> Fragmento proporcionado:

__________________________________________________

Uno se encuentra entonces con un relato delicioso, bien ritmado, inteligente y aderezado con elegantes notas de humor negro, en el que la crónica y el diario personal se entrelazan en armonía, para informarnos de sucesos y acontecimientos del microcosmos Monoblanco, hasta entonces desconocidos. No obstante el tono personal de lo reseñado, el narrador logra trascender la anécdota estéril y memoriosa y hace entrar –sin hacer demasiada alharaca y como ruido de fondo–, las atmósferas y ambientes que envolvieron el encuentro encuentros de mujeres y varones de la clase media capitalina con ese otro México, el del campo y mundo indígena, “mestizo” y campesino, al que se intentaba poner en el olvido. Todo ello en un momento de transición de un atribulado y desigual país que “avanzaba”, a tropiezos y trambucones, en medio de una feroz y silenciada guerra sucia, a aquel ensueño civilizatorio que la demagogia oficial de aquel momento llamaba el advenimiento del México moderno.

__________________________________________________

> Material proporcionado:
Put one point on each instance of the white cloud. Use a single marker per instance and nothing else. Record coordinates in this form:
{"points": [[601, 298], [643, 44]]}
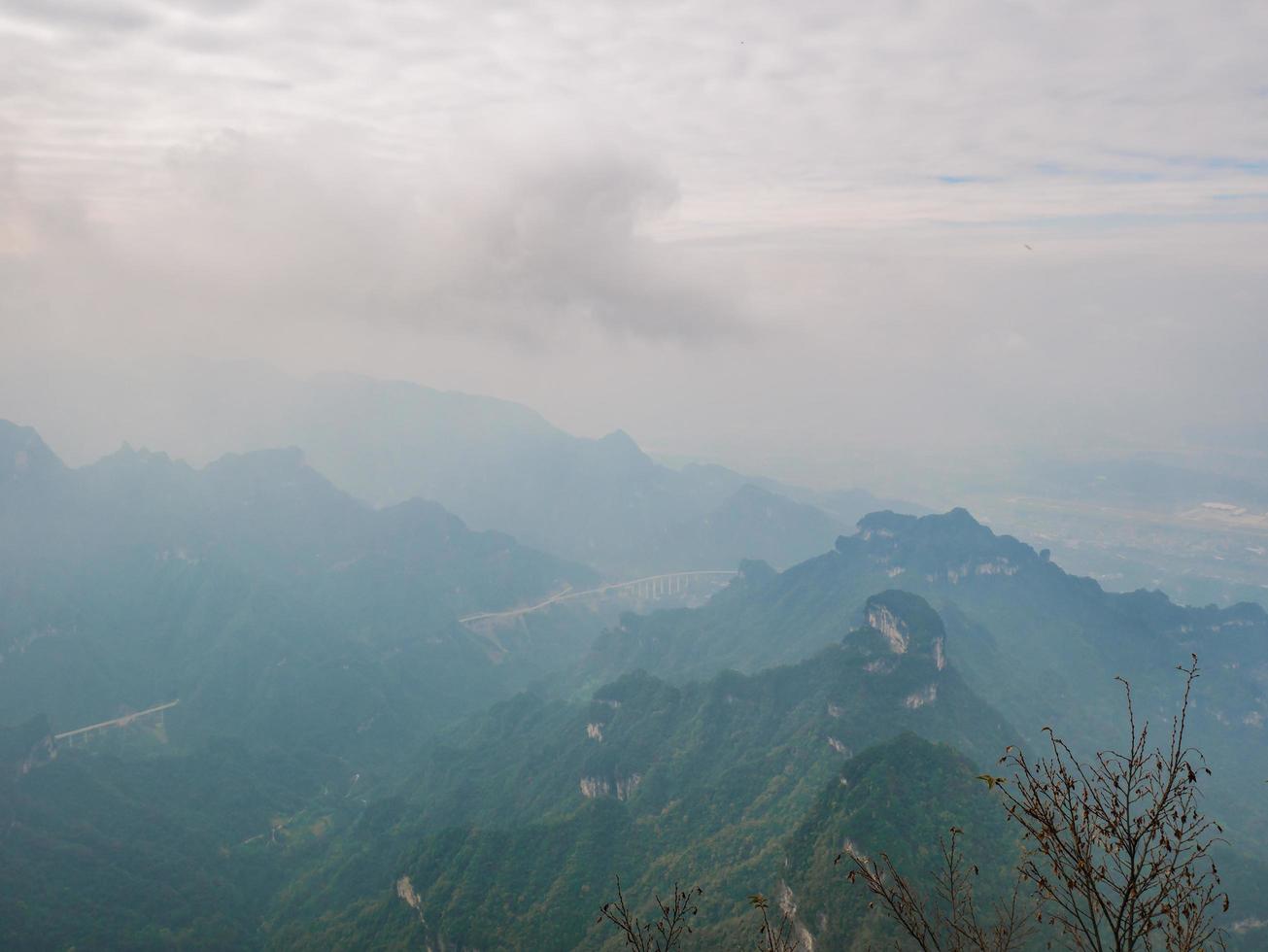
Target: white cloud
{"points": [[760, 209]]}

__________________________________________________

> Reto: ¿Puedes continuar la reseña del relato sobre el microcosmos Monoblanco a partir de su última oración?

> Resultado de la tarea:
Lo que vuelve interesante a un texto son las posibilidades que deja abiertas para ser leído – eso lo sabemos bien. Uno piensa entonces que La Mona puede ser abordado como un libro de viaje. Otro ejercicio posible sería emprender su lectura como el despliegue de una meticulosa investigación, el desciframiento de un enigma: ¿en manos de quién quedó la jarana del que se dijera fue el “último jaranero negro del Papaloapan”. Si combinamos estas dos tentativas, lo que también podríamos reconocer en la historia que se cuenta sería una disputa por la memoria, una suerte de “corte de caja” que el futuro entabla con el pasado, con sus “cuentas claras y chocolate espeso”. Todo esto, vale la pena no olvidarlo, a partir de la voz de un narrador llamado Juan Pascoe. Desde este horizonte plausible, La Mona libro y “La Mona” instrumento me recuerdan la relación que puede advertirse entre el tangueo de una guitarra de son y la mudanza en la tarimba.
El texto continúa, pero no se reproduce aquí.